* **AIM**
Extract every line between the one with "target: rural road" and the end of the entries, both included, word for word and free of pictures.

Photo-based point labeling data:
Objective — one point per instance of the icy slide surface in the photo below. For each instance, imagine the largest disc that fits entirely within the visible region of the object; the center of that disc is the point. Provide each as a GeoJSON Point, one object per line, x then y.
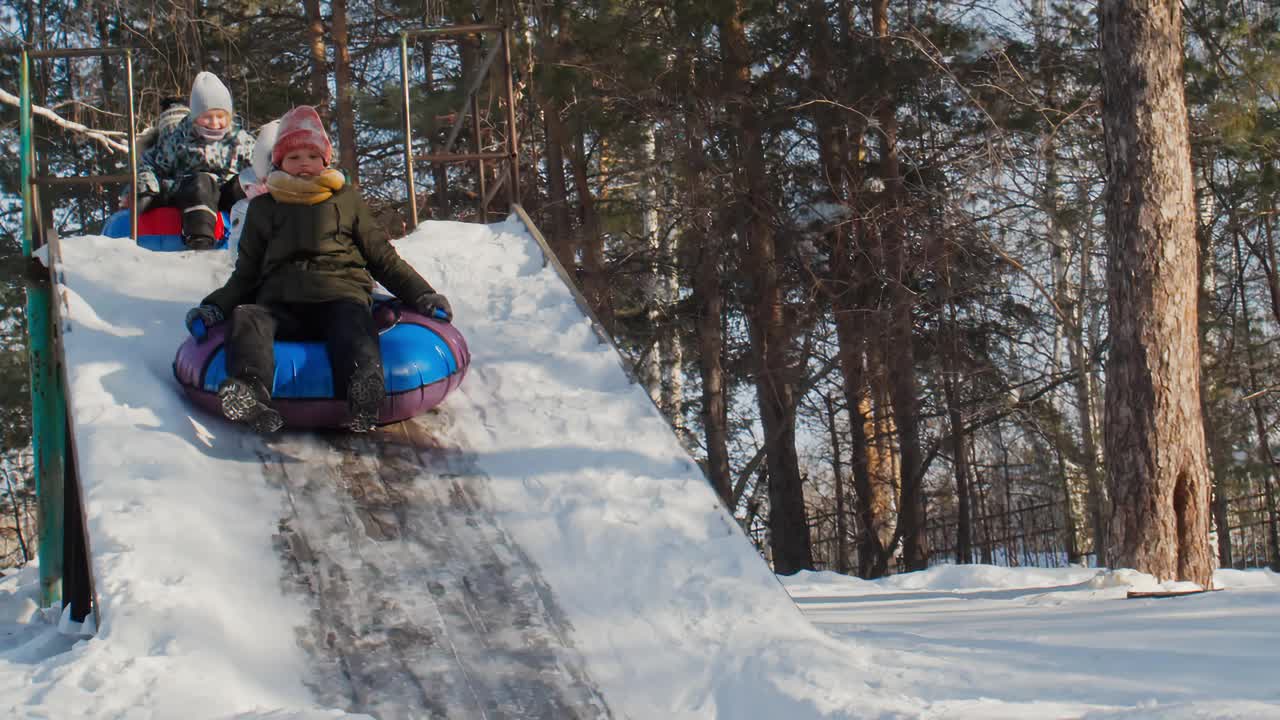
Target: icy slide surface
{"type": "Point", "coordinates": [662, 606]}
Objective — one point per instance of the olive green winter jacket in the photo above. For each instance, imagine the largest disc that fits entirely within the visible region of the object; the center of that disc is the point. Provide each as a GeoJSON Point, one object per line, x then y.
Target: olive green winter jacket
{"type": "Point", "coordinates": [332, 250]}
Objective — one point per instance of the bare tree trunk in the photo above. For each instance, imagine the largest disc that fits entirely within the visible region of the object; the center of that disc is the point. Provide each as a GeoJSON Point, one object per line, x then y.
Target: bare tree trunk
{"type": "Point", "coordinates": [346, 92]}
{"type": "Point", "coordinates": [1266, 459]}
{"type": "Point", "coordinates": [319, 59]}
{"type": "Point", "coordinates": [1155, 436]}
{"type": "Point", "coordinates": [837, 473]}
{"type": "Point", "coordinates": [771, 338]}
{"type": "Point", "coordinates": [1084, 405]}
{"type": "Point", "coordinates": [900, 336]}
{"type": "Point", "coordinates": [846, 292]}
{"type": "Point", "coordinates": [1216, 445]}
{"type": "Point", "coordinates": [703, 235]}
{"type": "Point", "coordinates": [557, 191]}
{"type": "Point", "coordinates": [964, 531]}
{"type": "Point", "coordinates": [595, 285]}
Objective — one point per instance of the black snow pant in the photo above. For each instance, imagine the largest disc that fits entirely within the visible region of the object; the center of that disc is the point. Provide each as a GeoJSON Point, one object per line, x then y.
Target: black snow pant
{"type": "Point", "coordinates": [201, 197]}
{"type": "Point", "coordinates": [346, 327]}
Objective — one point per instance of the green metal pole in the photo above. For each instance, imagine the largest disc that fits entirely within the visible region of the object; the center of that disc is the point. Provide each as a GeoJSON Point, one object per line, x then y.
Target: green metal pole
{"type": "Point", "coordinates": [28, 220]}
{"type": "Point", "coordinates": [48, 406]}
{"type": "Point", "coordinates": [408, 135]}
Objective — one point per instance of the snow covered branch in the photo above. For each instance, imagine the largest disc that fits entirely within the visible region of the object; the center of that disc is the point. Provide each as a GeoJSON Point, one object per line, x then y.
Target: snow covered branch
{"type": "Point", "coordinates": [68, 124]}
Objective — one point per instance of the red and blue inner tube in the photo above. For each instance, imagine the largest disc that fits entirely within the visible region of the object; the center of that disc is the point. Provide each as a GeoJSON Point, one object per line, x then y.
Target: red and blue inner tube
{"type": "Point", "coordinates": [160, 228]}
{"type": "Point", "coordinates": [424, 360]}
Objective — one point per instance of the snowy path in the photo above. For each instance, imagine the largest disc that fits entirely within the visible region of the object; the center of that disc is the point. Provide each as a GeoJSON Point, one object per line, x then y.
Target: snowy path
{"type": "Point", "coordinates": [581, 565]}
{"type": "Point", "coordinates": [1065, 639]}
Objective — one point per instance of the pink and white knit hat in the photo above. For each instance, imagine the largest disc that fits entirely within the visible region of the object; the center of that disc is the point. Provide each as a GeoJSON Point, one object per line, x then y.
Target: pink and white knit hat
{"type": "Point", "coordinates": [301, 128]}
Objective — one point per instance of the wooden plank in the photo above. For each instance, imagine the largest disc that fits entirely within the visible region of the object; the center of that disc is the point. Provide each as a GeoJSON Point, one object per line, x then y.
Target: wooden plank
{"type": "Point", "coordinates": [80, 591]}
{"type": "Point", "coordinates": [1136, 595]}
{"type": "Point", "coordinates": [420, 605]}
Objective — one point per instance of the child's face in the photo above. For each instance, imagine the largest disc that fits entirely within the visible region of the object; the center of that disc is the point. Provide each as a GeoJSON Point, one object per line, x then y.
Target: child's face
{"type": "Point", "coordinates": [214, 119]}
{"type": "Point", "coordinates": [304, 163]}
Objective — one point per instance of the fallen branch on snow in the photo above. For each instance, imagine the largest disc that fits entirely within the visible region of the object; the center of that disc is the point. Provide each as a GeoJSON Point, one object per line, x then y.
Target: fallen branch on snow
{"type": "Point", "coordinates": [68, 124]}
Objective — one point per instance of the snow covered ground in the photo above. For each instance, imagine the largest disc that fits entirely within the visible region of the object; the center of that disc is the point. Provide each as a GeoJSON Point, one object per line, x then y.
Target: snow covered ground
{"type": "Point", "coordinates": [671, 609]}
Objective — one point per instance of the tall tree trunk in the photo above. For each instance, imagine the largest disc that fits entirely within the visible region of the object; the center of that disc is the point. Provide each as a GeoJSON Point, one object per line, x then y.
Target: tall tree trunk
{"type": "Point", "coordinates": [1216, 445]}
{"type": "Point", "coordinates": [1266, 459]}
{"type": "Point", "coordinates": [703, 236]}
{"type": "Point", "coordinates": [1084, 409]}
{"type": "Point", "coordinates": [846, 292]}
{"type": "Point", "coordinates": [595, 285]}
{"type": "Point", "coordinates": [1155, 437]}
{"type": "Point", "coordinates": [900, 336]}
{"type": "Point", "coordinates": [319, 59]}
{"type": "Point", "coordinates": [346, 92]}
{"type": "Point", "coordinates": [771, 338]}
{"type": "Point", "coordinates": [557, 142]}
{"type": "Point", "coordinates": [837, 474]}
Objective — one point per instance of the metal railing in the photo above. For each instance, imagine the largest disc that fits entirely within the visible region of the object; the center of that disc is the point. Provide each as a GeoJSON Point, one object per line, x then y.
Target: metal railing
{"type": "Point", "coordinates": [62, 546]}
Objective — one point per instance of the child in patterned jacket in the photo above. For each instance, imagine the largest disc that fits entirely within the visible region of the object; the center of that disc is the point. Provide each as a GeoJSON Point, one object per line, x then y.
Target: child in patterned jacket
{"type": "Point", "coordinates": [195, 165]}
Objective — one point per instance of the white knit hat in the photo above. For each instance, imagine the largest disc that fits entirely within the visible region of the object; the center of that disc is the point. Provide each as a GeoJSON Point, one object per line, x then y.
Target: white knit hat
{"type": "Point", "coordinates": [209, 94]}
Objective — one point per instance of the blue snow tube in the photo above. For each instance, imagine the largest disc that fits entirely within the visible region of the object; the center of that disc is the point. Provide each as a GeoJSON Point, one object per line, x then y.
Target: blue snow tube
{"type": "Point", "coordinates": [160, 228]}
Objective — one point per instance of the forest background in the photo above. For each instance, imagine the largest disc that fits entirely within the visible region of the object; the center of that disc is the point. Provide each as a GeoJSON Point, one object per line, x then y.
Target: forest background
{"type": "Point", "coordinates": [854, 249]}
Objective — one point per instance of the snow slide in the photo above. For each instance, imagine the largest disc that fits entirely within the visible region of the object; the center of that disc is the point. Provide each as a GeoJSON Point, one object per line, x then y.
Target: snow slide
{"type": "Point", "coordinates": [540, 546]}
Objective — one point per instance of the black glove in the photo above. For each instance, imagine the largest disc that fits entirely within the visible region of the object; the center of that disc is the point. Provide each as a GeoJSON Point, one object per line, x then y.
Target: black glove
{"type": "Point", "coordinates": [434, 305]}
{"type": "Point", "coordinates": [200, 319]}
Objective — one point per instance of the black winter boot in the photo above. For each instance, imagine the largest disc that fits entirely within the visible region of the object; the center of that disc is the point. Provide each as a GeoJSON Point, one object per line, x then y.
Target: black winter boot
{"type": "Point", "coordinates": [246, 401]}
{"type": "Point", "coordinates": [364, 401]}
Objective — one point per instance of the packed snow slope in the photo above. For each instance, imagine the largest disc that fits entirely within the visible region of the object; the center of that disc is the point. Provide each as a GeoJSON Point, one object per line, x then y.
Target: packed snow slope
{"type": "Point", "coordinates": [671, 609]}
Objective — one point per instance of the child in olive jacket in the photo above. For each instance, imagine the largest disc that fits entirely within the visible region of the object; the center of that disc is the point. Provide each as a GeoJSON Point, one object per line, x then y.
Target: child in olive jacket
{"type": "Point", "coordinates": [309, 255]}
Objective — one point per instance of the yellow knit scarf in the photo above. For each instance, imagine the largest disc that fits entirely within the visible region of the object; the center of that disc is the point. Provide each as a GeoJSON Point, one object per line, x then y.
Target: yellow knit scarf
{"type": "Point", "coordinates": [304, 191]}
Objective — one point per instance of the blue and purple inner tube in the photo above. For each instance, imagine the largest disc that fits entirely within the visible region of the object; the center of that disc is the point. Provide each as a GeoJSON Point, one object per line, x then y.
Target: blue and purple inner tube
{"type": "Point", "coordinates": [160, 228]}
{"type": "Point", "coordinates": [424, 360]}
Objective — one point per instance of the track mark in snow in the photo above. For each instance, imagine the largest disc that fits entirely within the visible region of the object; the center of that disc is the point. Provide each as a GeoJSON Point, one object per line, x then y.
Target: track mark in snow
{"type": "Point", "coordinates": [420, 604]}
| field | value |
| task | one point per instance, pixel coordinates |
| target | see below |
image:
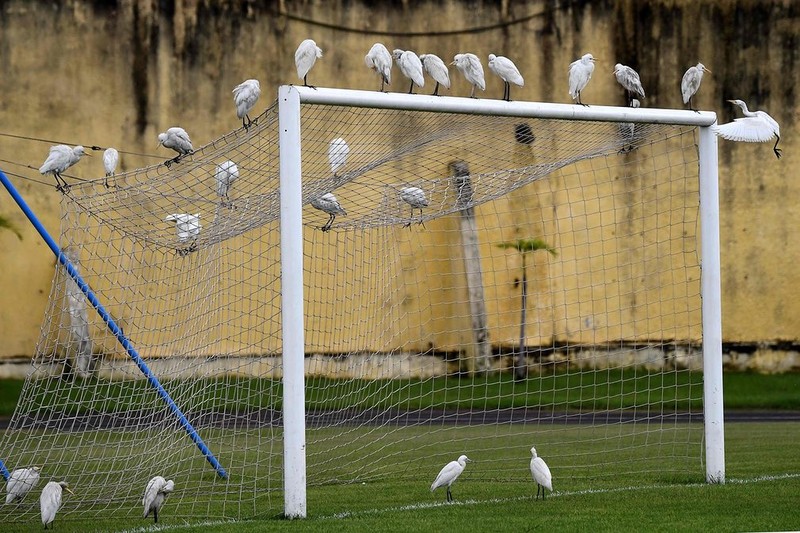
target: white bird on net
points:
(304, 58)
(437, 70)
(60, 158)
(245, 96)
(337, 154)
(225, 174)
(470, 66)
(21, 482)
(629, 79)
(110, 162)
(177, 139)
(411, 67)
(328, 203)
(415, 197)
(691, 83)
(188, 228)
(580, 72)
(380, 60)
(155, 494)
(755, 126)
(541, 474)
(449, 474)
(508, 72)
(50, 500)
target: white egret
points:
(60, 158)
(580, 72)
(328, 203)
(508, 72)
(21, 482)
(437, 70)
(50, 500)
(755, 126)
(629, 79)
(415, 197)
(380, 60)
(304, 58)
(154, 495)
(176, 139)
(245, 96)
(411, 67)
(225, 174)
(691, 83)
(449, 474)
(337, 154)
(110, 162)
(188, 228)
(541, 474)
(470, 66)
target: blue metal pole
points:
(112, 326)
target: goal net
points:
(544, 292)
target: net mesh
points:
(416, 330)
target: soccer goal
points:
(383, 283)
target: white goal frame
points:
(289, 100)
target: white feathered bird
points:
(508, 72)
(541, 474)
(155, 494)
(449, 474)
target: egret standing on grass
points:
(541, 474)
(245, 96)
(50, 500)
(755, 126)
(691, 83)
(60, 158)
(449, 474)
(437, 70)
(21, 482)
(380, 60)
(470, 66)
(154, 495)
(508, 72)
(580, 72)
(629, 79)
(304, 58)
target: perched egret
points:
(415, 197)
(508, 72)
(110, 161)
(328, 204)
(245, 96)
(411, 67)
(188, 228)
(337, 154)
(225, 174)
(380, 60)
(304, 58)
(580, 72)
(177, 139)
(50, 500)
(629, 79)
(21, 482)
(691, 83)
(154, 495)
(437, 70)
(470, 66)
(449, 474)
(755, 126)
(60, 158)
(541, 474)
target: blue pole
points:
(112, 326)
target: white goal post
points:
(291, 98)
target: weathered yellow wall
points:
(80, 72)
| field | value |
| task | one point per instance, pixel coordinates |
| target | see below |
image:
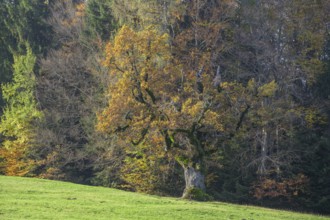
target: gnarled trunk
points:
(195, 183)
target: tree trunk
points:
(195, 183)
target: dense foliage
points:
(225, 100)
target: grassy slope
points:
(24, 198)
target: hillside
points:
(26, 198)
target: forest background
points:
(205, 99)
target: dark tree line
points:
(225, 100)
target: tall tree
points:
(154, 102)
(20, 117)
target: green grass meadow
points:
(28, 198)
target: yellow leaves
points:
(212, 118)
(314, 117)
(268, 90)
(192, 108)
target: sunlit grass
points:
(26, 198)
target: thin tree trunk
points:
(195, 180)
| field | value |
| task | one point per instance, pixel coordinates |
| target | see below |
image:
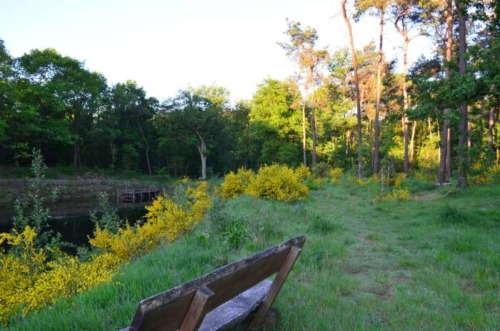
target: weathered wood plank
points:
(237, 309)
(278, 282)
(165, 311)
(197, 309)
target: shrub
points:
(235, 183)
(29, 280)
(336, 174)
(396, 194)
(276, 182)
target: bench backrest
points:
(167, 310)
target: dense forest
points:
(354, 108)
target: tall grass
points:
(432, 263)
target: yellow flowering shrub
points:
(165, 221)
(29, 280)
(336, 174)
(399, 180)
(277, 182)
(303, 172)
(394, 195)
(235, 183)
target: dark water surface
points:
(74, 224)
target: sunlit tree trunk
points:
(376, 146)
(403, 31)
(412, 140)
(202, 149)
(491, 126)
(356, 86)
(443, 175)
(313, 119)
(304, 132)
(464, 126)
(147, 148)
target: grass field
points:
(432, 263)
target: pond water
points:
(75, 225)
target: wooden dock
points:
(138, 195)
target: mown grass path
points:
(431, 263)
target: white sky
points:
(167, 45)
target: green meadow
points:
(430, 263)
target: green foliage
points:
(276, 182)
(232, 232)
(31, 210)
(236, 183)
(364, 266)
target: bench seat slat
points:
(166, 310)
(237, 309)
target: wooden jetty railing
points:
(138, 195)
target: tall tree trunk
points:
(77, 161)
(313, 120)
(443, 173)
(464, 126)
(304, 133)
(491, 126)
(379, 93)
(356, 86)
(202, 149)
(403, 31)
(147, 148)
(412, 140)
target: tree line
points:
(349, 109)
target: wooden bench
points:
(236, 294)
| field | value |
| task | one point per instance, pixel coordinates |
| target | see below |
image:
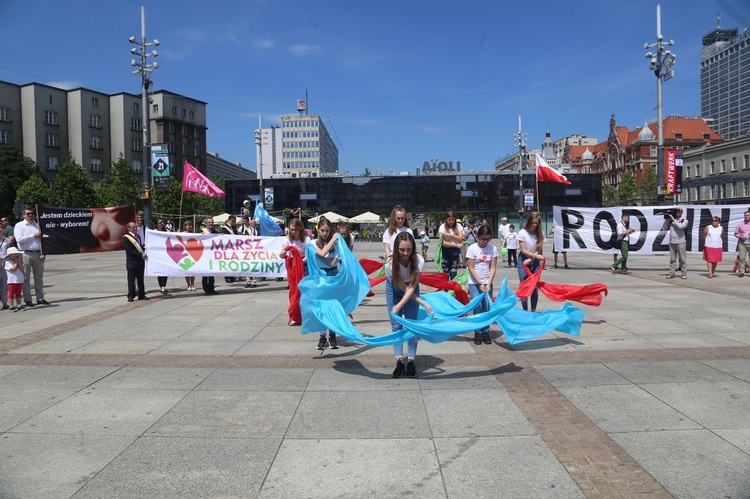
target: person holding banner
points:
(530, 240)
(712, 236)
(623, 239)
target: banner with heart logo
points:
(179, 254)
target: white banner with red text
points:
(182, 254)
(595, 229)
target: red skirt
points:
(712, 255)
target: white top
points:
(529, 240)
(403, 271)
(24, 234)
(482, 260)
(389, 239)
(14, 276)
(442, 230)
(713, 238)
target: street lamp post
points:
(145, 69)
(520, 142)
(661, 65)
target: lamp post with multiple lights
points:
(661, 65)
(144, 70)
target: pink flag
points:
(195, 181)
(545, 173)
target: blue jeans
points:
(394, 295)
(482, 307)
(522, 277)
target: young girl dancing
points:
(403, 269)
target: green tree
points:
(627, 193)
(121, 186)
(648, 187)
(34, 192)
(72, 187)
(609, 196)
(14, 171)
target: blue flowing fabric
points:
(328, 300)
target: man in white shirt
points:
(29, 240)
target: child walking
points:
(327, 252)
(481, 259)
(403, 269)
(14, 274)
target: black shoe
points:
(400, 369)
(411, 369)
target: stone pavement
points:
(215, 396)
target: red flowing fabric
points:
(590, 294)
(295, 271)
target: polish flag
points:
(545, 173)
(195, 181)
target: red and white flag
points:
(545, 173)
(195, 181)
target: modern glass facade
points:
(725, 82)
(480, 192)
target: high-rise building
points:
(307, 149)
(725, 81)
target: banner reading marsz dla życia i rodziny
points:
(83, 230)
(178, 254)
(595, 229)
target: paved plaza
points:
(215, 396)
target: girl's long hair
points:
(296, 223)
(454, 229)
(539, 232)
(321, 223)
(392, 225)
(413, 262)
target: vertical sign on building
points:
(160, 165)
(670, 170)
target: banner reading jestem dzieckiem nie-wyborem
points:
(178, 254)
(594, 229)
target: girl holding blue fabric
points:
(327, 252)
(481, 259)
(530, 240)
(403, 269)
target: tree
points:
(649, 187)
(34, 192)
(72, 187)
(626, 190)
(14, 171)
(121, 186)
(609, 196)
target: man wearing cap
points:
(502, 230)
(29, 240)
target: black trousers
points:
(136, 275)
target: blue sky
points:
(398, 83)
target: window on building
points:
(50, 117)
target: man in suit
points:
(135, 262)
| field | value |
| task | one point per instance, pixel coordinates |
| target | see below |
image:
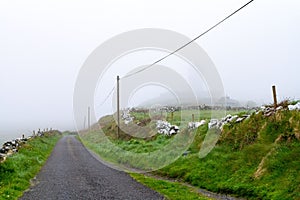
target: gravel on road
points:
(71, 172)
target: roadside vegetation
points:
(258, 158)
(18, 169)
(171, 190)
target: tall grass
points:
(17, 171)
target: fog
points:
(43, 45)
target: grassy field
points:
(256, 159)
(148, 153)
(17, 171)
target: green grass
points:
(171, 190)
(256, 159)
(17, 171)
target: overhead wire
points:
(181, 47)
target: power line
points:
(183, 46)
(196, 38)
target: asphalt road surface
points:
(71, 172)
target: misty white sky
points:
(43, 45)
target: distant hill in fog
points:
(186, 100)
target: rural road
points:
(71, 172)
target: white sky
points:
(43, 44)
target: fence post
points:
(274, 95)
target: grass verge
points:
(171, 190)
(17, 171)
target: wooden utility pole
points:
(84, 122)
(118, 105)
(274, 95)
(89, 118)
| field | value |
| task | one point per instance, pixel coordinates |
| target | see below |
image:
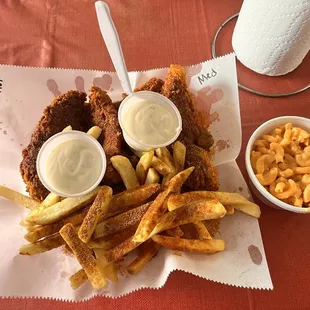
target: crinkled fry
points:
(62, 209)
(233, 199)
(84, 256)
(98, 208)
(124, 167)
(159, 207)
(143, 166)
(190, 245)
(78, 279)
(120, 222)
(19, 198)
(47, 244)
(110, 241)
(193, 212)
(160, 166)
(150, 249)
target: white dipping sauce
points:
(73, 166)
(150, 122)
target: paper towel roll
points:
(272, 36)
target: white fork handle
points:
(111, 39)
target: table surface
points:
(155, 34)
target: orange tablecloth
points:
(54, 33)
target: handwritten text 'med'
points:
(207, 76)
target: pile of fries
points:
(101, 228)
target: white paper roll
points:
(272, 37)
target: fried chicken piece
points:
(176, 90)
(205, 176)
(153, 84)
(66, 109)
(104, 115)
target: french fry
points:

* **SOLVED PROBLEM**
target: rural road
points:
(71, 172)
target: white sky
points:
(43, 44)
target: fence post
points:
(274, 95)
target: grass verge
points:
(171, 190)
(17, 171)
target: wooden utility pole
points:
(84, 122)
(118, 105)
(274, 95)
(89, 118)
| field | value |
| task | one point per instance, pixel coordinates |
| target | see below |
image:
target: crinkled fry
points:
(62, 209)
(233, 199)
(84, 256)
(98, 208)
(124, 167)
(159, 207)
(143, 166)
(190, 245)
(78, 279)
(120, 222)
(19, 198)
(47, 244)
(110, 241)
(193, 212)
(160, 166)
(150, 249)
target: white dipping sauce
points:
(73, 166)
(150, 122)
target: paper towel roll
points:
(272, 36)
target: white fork handle
points:
(111, 39)
target: table surface
points:
(155, 34)
target: orange tablecloth
points:
(54, 33)
target: handwritten text 'med'
points:
(207, 76)
target: pile of fries
points:
(101, 228)
target: white paper roll
points:
(272, 37)
target: fried chicken piece
points:
(176, 90)
(205, 176)
(153, 84)
(66, 109)
(104, 115)
target: french fry
points:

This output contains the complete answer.